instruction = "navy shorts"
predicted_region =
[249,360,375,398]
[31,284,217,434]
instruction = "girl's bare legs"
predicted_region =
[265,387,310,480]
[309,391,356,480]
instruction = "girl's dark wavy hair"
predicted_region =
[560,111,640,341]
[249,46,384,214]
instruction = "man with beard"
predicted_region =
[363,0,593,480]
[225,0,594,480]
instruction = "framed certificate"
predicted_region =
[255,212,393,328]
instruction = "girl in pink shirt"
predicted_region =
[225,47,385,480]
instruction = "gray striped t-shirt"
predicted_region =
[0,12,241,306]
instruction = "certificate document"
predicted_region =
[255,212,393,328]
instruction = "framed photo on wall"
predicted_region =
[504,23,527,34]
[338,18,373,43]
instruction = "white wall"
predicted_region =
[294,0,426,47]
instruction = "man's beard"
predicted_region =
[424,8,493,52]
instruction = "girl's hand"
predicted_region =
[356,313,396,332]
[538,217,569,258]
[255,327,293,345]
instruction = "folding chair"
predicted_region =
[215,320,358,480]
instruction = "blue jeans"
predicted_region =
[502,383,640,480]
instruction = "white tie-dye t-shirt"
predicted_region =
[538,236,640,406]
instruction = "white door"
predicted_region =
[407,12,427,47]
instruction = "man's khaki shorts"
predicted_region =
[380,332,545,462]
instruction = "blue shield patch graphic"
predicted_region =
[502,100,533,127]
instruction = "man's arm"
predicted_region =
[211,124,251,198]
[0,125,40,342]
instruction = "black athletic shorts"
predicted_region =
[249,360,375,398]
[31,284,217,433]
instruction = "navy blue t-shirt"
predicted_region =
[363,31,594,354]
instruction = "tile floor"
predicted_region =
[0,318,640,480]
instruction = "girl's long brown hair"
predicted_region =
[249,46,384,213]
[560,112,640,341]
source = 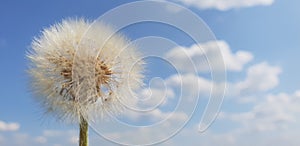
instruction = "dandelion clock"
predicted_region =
[27,19,143,146]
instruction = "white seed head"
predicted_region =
[27,19,144,122]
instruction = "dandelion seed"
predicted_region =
[27,19,143,146]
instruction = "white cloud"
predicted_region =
[220,92,300,132]
[0,121,20,131]
[236,62,281,94]
[175,0,274,11]
[34,136,47,144]
[166,74,213,98]
[165,40,253,72]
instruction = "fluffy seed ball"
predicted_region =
[27,19,143,122]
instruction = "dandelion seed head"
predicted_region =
[27,19,144,122]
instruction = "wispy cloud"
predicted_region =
[0,121,20,131]
[174,0,274,11]
[166,40,253,72]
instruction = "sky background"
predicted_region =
[0,0,300,146]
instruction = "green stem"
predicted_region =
[79,116,89,146]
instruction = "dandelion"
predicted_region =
[27,19,143,146]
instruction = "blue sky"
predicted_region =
[0,0,300,146]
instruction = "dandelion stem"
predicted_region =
[79,116,88,146]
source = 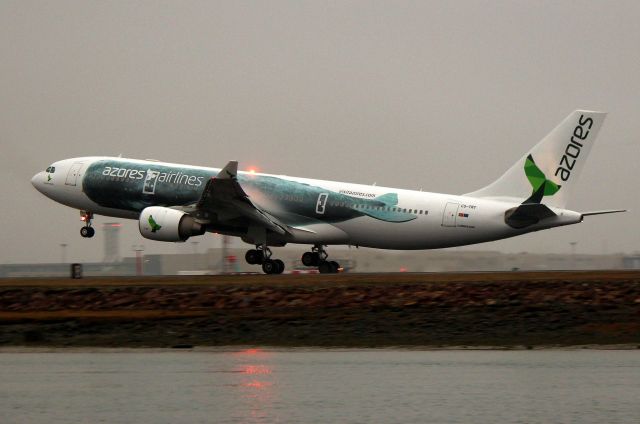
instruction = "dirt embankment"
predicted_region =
[0,271,640,347]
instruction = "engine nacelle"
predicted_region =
[138,206,206,241]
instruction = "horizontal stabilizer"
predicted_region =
[504,203,556,228]
[582,209,627,216]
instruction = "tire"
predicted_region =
[244,249,262,265]
[318,261,333,274]
[302,252,320,266]
[273,259,284,274]
[262,259,278,274]
[329,261,340,273]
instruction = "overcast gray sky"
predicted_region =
[0,0,640,263]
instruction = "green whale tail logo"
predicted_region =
[149,215,162,233]
[524,155,561,203]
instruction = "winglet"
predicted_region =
[216,160,238,180]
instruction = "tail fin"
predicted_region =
[465,110,607,208]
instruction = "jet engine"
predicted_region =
[138,206,206,241]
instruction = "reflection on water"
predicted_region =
[231,349,277,423]
[0,349,640,424]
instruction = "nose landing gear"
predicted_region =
[301,245,340,274]
[80,211,96,238]
[244,244,284,274]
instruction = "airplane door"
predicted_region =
[64,162,83,186]
[442,203,460,227]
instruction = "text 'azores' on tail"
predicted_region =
[466,110,606,208]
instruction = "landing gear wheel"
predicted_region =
[80,227,96,238]
[262,259,284,274]
[318,261,333,274]
[329,261,340,273]
[244,249,263,265]
[273,259,284,274]
[302,252,320,266]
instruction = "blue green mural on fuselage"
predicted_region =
[83,159,416,225]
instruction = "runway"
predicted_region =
[0,271,640,348]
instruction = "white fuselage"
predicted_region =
[32,157,582,249]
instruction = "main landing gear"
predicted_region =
[80,211,96,238]
[302,245,340,274]
[244,245,284,274]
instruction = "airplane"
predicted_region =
[31,110,625,274]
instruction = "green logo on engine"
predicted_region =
[149,215,162,233]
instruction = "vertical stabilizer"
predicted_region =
[466,110,606,208]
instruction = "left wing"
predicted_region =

* **Uraian Tugas**
Ketik ulang semua baris materi di atas tanpa mengubah apa pun. Gambarnya tidak perlu dimasukkan ke dalam jawaban.

* **Penyelesaian Tugas**
instruction = "navy shorts"
predicted_region =
[249,360,375,398]
[31,284,217,434]
instruction = "girl's bare legs"
predicted_region =
[265,387,310,480]
[309,391,356,480]
instruction = "girl's dark wavy hair"
predicted_region =
[560,111,640,341]
[249,46,384,214]
instruction = "man with beard"
predicted_region =
[363,0,593,480]
[225,0,594,480]
instruction = "framed certificate"
predicted_region =
[255,212,393,328]
instruction = "girl in pink shirt"
predicted_region =
[225,47,385,480]
instruction = "gray striped t-shirt"
predicted_region =
[0,12,241,306]
instruction = "certificate document"
predicted_region =
[255,212,393,328]
instruction = "framed photo on wall"
predicted_region =
[504,23,527,34]
[338,18,373,43]
instruction = "white wall"
predicted_region =
[294,0,426,47]
instruction = "man's beard"
predicted_region =
[424,8,493,52]
instruction = "girl's hand"
predicted_region =
[356,313,396,332]
[538,217,569,258]
[255,327,293,345]
instruction = "folding chair"
predicted_region =
[215,320,358,480]
instruction = "blue jeans"
predicted_region =
[502,383,640,480]
instruction = "white tie-dye t-shirt"
predicted_region =
[538,236,640,406]
instruction = "white door"
predicted_region =
[407,12,427,47]
instruction = "man's khaki shorts"
predicted_region =
[380,332,545,462]
instruction = "blue shield patch graphic"
predicted_region =
[502,100,533,127]
instruction = "man's arm"
predicted_region =
[211,124,251,198]
[0,125,40,342]
instruction = "black athletic shorts"
predicted_region =
[249,360,375,398]
[31,284,217,433]
instruction = "navy blue t-shirt"
predicted_region =
[363,31,594,354]
instruction = "tile floor"
predicted_region =
[0,318,640,480]
instruction = "girl's long brown hair"
predicted_region =
[249,46,384,213]
[560,112,640,341]
source = 
instruction = "dandelion clock"
predicted_region =
[27,19,143,146]
instruction = "white seed head"
predicted_region =
[27,19,144,122]
instruction = "dandelion seed"
predicted_region =
[27,19,143,146]
instruction = "white cloud"
predicted_region =
[220,92,300,132]
[0,121,20,131]
[236,62,281,94]
[175,0,274,11]
[34,136,47,144]
[166,74,213,98]
[165,40,253,72]
instruction = "fluffy seed ball"
predicted_region =
[27,19,143,122]
instruction = "dandelion seed head"
predicted_region =
[27,19,144,122]
instruction = "wispy cloud"
predicted_region =
[0,121,20,131]
[174,0,274,11]
[166,40,253,72]
instruction = "sky background"
predicted_region =
[0,0,300,146]
instruction = "green stem"
predicted_region =
[79,116,89,146]
instruction = "dandelion"
predicted_region =
[27,19,143,146]
instruction = "blue sky"
predicted_region =
[0,0,300,146]
instruction = "dandelion stem"
predicted_region =
[79,116,88,146]
source = 
instruction = "dirt embankment"
predicted_region =
[0,271,640,347]
instruction = "engine nacelle"
predicted_region =
[138,206,206,241]
instruction = "horizontal stabilizer"
predicted_region =
[504,203,556,228]
[582,209,627,216]
instruction = "tire"
predicted_region =
[244,249,262,265]
[318,261,333,274]
[302,252,320,266]
[273,259,284,274]
[262,259,278,274]
[329,261,340,273]
instruction = "overcast gray sky"
predicted_region =
[0,0,640,263]
instruction = "green whale tail logo"
predicted_region =
[149,215,162,233]
[524,155,561,203]
instruction = "winglet"
predicted_region =
[216,160,238,180]
instruction = "tail fin"
predicted_region =
[465,110,607,208]
instruction = "jet engine"
predicted_region =
[138,206,206,241]
instruction = "reflection on water"
predicted_region =
[231,349,277,423]
[0,349,640,424]
instruction = "nose landing gear"
predicted_region =
[301,245,340,274]
[80,211,96,238]
[244,244,284,274]
instruction = "airplane door"
predicted_region =
[64,162,83,186]
[442,203,460,227]
instruction = "text 'azores' on tail"
predicted_region =
[466,110,606,208]
instruction = "landing gear wheel"
predicted_region =
[80,227,96,238]
[262,259,284,274]
[318,261,333,274]
[329,261,340,273]
[244,249,263,265]
[273,259,284,274]
[302,252,320,266]
instruction = "blue green mural on fuselage"
predicted_region =
[83,159,416,225]
instruction = "runway"
predicted_region =
[0,271,640,348]
instruction = "white fuselage"
predicted_region =
[32,157,582,249]
instruction = "main landing gear"
predicted_region =
[80,211,96,238]
[302,245,340,274]
[244,245,284,274]
instruction = "airplane"
predicted_region =
[31,110,625,274]
instruction = "green logo on engine"
predicted_region =
[149,215,162,233]
instruction = "vertical stabilizer"
predicted_region =
[466,110,606,208]
instruction = "left wing"
predicted_region =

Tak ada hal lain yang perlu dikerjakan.